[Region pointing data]
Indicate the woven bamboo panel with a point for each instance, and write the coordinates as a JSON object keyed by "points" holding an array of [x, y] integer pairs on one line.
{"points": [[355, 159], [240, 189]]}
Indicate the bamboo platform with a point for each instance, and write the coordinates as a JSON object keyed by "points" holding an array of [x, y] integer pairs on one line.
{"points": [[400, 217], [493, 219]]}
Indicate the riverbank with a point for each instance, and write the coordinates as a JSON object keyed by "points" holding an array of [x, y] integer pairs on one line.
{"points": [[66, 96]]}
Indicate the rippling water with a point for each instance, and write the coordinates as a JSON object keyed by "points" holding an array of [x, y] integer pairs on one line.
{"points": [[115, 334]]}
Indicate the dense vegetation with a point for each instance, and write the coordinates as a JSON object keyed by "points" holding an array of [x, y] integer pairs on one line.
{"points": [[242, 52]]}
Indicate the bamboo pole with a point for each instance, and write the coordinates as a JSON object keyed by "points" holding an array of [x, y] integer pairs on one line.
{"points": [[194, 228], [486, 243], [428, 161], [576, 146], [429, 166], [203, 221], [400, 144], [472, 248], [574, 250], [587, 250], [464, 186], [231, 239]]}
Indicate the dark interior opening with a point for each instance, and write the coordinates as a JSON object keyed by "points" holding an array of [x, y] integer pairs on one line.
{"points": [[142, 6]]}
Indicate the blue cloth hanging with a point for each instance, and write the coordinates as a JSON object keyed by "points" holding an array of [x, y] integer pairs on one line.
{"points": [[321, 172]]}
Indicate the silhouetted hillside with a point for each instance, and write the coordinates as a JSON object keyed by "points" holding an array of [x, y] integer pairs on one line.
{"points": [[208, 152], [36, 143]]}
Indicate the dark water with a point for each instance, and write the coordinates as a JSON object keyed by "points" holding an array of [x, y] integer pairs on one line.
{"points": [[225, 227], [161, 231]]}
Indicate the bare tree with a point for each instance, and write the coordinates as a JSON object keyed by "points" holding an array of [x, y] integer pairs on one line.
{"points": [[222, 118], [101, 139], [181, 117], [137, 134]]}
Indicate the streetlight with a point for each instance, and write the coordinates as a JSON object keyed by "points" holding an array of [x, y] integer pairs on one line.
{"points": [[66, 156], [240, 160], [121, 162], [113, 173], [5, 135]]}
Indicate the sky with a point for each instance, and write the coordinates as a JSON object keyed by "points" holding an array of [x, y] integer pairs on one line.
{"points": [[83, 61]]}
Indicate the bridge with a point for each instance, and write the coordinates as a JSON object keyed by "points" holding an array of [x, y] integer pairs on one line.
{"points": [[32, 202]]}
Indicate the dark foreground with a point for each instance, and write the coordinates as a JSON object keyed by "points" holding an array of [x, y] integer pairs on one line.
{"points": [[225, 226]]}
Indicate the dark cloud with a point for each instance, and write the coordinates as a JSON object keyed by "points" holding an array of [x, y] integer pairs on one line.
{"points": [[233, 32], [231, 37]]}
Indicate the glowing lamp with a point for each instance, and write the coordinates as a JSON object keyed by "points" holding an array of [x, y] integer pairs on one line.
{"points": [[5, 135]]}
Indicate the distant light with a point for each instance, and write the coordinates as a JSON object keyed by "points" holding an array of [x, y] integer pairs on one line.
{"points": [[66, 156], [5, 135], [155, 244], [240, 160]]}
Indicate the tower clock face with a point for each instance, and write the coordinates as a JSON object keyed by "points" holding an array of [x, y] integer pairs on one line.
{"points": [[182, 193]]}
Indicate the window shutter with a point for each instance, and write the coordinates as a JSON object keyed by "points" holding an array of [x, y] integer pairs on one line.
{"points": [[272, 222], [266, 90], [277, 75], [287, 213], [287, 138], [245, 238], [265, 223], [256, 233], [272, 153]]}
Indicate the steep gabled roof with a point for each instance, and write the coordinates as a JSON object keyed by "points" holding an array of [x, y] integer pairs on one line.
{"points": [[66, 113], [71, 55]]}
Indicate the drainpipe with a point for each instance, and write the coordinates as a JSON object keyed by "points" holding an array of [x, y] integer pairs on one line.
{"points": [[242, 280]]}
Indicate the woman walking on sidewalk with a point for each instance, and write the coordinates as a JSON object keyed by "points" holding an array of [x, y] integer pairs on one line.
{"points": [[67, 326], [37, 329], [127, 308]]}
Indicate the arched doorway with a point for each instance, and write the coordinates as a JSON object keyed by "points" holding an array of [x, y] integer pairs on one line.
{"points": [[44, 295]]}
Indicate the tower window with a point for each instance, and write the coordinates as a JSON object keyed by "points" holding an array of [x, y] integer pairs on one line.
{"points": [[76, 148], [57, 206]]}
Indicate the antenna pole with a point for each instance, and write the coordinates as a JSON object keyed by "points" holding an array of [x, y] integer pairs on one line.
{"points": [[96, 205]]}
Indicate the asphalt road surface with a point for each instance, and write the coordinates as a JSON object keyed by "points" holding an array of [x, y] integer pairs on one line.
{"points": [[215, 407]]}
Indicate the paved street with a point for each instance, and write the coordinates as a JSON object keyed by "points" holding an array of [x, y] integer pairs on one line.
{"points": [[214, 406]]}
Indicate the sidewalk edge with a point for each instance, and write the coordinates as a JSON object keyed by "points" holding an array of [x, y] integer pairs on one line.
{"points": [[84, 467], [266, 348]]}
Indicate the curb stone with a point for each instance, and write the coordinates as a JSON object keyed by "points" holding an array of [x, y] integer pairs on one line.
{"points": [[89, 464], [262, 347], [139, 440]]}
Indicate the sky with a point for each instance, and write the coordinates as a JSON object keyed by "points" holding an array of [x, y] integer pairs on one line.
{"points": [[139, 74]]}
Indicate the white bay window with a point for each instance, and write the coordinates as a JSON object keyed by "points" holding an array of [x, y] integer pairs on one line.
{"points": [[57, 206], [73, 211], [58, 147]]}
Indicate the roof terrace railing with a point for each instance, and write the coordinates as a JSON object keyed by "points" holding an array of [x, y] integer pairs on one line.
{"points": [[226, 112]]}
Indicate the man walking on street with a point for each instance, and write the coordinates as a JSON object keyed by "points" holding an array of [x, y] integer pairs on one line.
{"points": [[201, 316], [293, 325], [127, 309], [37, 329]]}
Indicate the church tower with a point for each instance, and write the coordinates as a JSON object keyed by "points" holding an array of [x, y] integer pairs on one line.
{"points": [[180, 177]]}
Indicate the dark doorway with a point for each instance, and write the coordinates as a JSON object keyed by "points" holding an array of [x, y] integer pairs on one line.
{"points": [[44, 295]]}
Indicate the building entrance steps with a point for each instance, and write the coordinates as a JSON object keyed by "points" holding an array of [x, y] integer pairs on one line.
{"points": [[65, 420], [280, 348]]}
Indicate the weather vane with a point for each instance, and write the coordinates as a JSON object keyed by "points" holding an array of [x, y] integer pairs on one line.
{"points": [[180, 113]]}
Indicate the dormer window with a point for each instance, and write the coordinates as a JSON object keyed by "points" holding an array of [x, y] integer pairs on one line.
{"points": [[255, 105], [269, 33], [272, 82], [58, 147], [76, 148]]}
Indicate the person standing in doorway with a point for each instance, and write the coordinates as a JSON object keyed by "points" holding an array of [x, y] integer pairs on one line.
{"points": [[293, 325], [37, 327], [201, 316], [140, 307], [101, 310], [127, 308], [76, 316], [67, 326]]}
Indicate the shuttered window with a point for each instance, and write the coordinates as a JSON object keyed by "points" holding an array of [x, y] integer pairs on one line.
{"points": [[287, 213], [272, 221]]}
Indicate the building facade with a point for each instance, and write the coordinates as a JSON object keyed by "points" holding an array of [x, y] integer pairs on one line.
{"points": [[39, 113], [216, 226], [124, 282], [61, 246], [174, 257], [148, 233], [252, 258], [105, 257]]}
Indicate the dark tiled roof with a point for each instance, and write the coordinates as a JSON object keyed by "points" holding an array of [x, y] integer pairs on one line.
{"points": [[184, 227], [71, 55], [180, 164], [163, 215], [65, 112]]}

ACTIVITY> The line containing "Indicate the person" and all lines after it, through the last line of the data, should be retyped exactly.

EXERCISE OUTPUT>
Indicate the person standing in doorway with a point for each instance, and write the coordinates as a JSON object keyed by "points" holding an array of [x, y] integer pairs on one line.
{"points": [[293, 325], [37, 327], [201, 316], [140, 307], [101, 310], [127, 308], [76, 316], [67, 326]]}
Indicate the shuttered window with a point for each instance, and write the coordinates as a JSON object keyed by "points" holding an array of [x, y] integer pairs on one line.
{"points": [[287, 213], [272, 221]]}
Indicate the building facade with a point for each instance, and write the coordinates as a JSON object keyed by "points" holding an array of [x, y] integer pairs on one line.
{"points": [[39, 113], [216, 226], [124, 282], [61, 246], [174, 257], [148, 233], [252, 258], [105, 257]]}
Indicate the dark tiled roof with a point for each instance, and write the coordinates as a JSON object keyed by "points" holding an array of [x, y] integer pairs on one line.
{"points": [[184, 227], [71, 55], [180, 164], [163, 215], [65, 112]]}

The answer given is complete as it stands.